Page ▸
....

Re: [PATCH v2 5/8] cxl/mem: Add a "RAW" send command

2021-02-11 Thread Jonathan Cameron
On Tue, 9 Feb 2021 16:02:56 -0800
Ben Widawsky  wrote:

> The CXL memory device send interface will have a number of supported
> commands. The raw command is not such a command. Raw commands allow
> userspace to send a specified opcode to the underlying hardware and
> bypass all driver checks on the command. This is useful for a couple of
> usecases, mainly:
> 1. Undocumented vendor specific hardware commands

This one I get.  There are things we'd love to standardize but often they
need proving in a generation of hardware before the data is available to
justify taking it to a standards body.  Stuff like performance stats.
This stuff will all sit in the vendor defined range.  Maybe there is an
argument for in driver hooks to allow proper support even for these
(Ben mentioned this in the other branch of the thread).

> 2. Prototyping new hardware commands not yet supported by the driver

For 2, could just have a convenient place to enable this by one line patch.
Some subsystems (SPI comes to mind) do this for their equivalent of raw
commands.  The code is all there to enable it but you need to hook it
up if you want to use it.  Avoids chance of a distro shipping it.

....

Dataset content ▸
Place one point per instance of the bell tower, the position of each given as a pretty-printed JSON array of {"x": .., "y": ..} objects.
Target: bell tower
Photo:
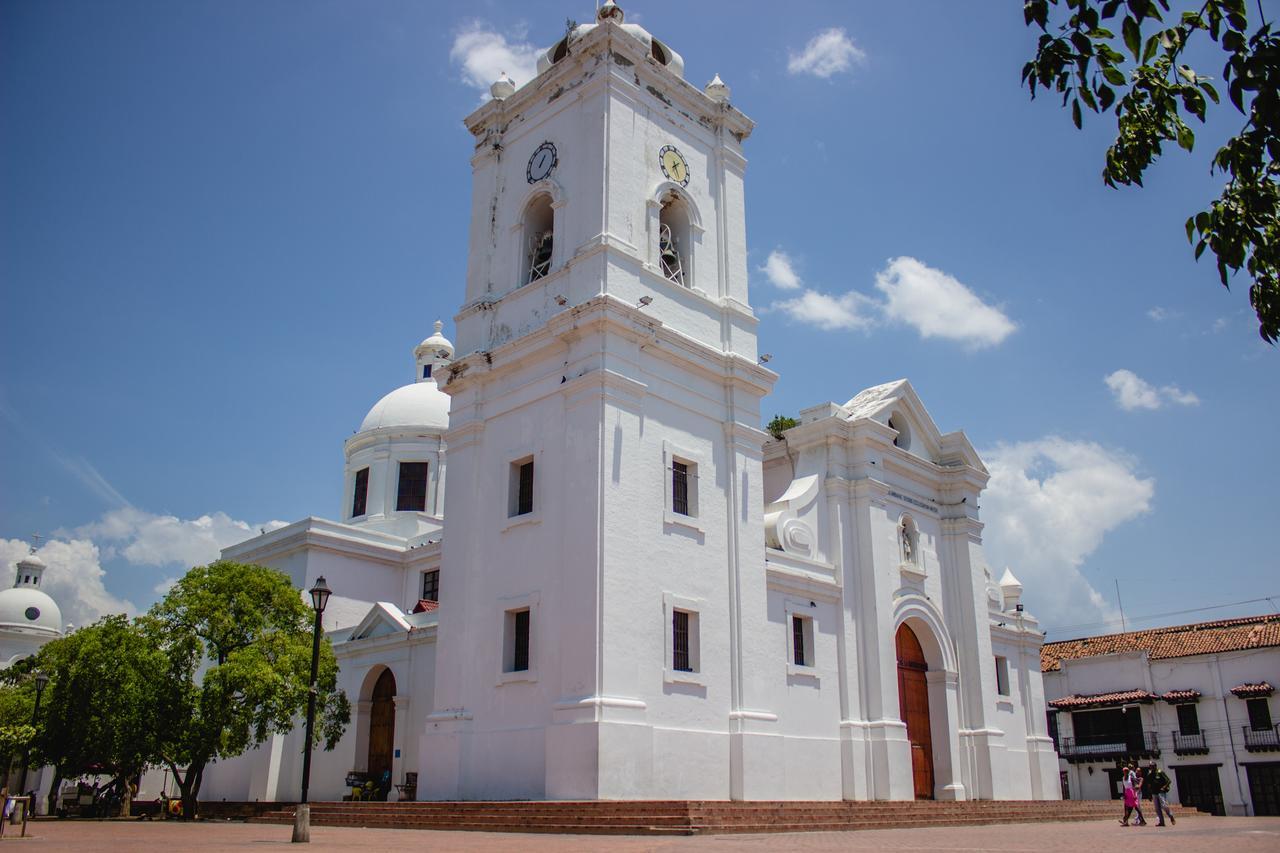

....

Required tasks ▸
A – Rewrite the part of the CXL reply that begins with "This stuff will" and ends with "of the thread).", switching "vendor defined range" to "vendor-specific range".
B – Which subsystem does the CXL reply name as one that offers its equivalent of raw commands only if you hook the code up?
Answer from the CXL reply alone.

Solutions to the tasks ▸
A –
This stuff will all sit in the vendor-specific range.  Maybe there is an
argument for in driver hooks to allow proper support even for these
(Ben mentioned this in the other branch of the thread).

B – SPI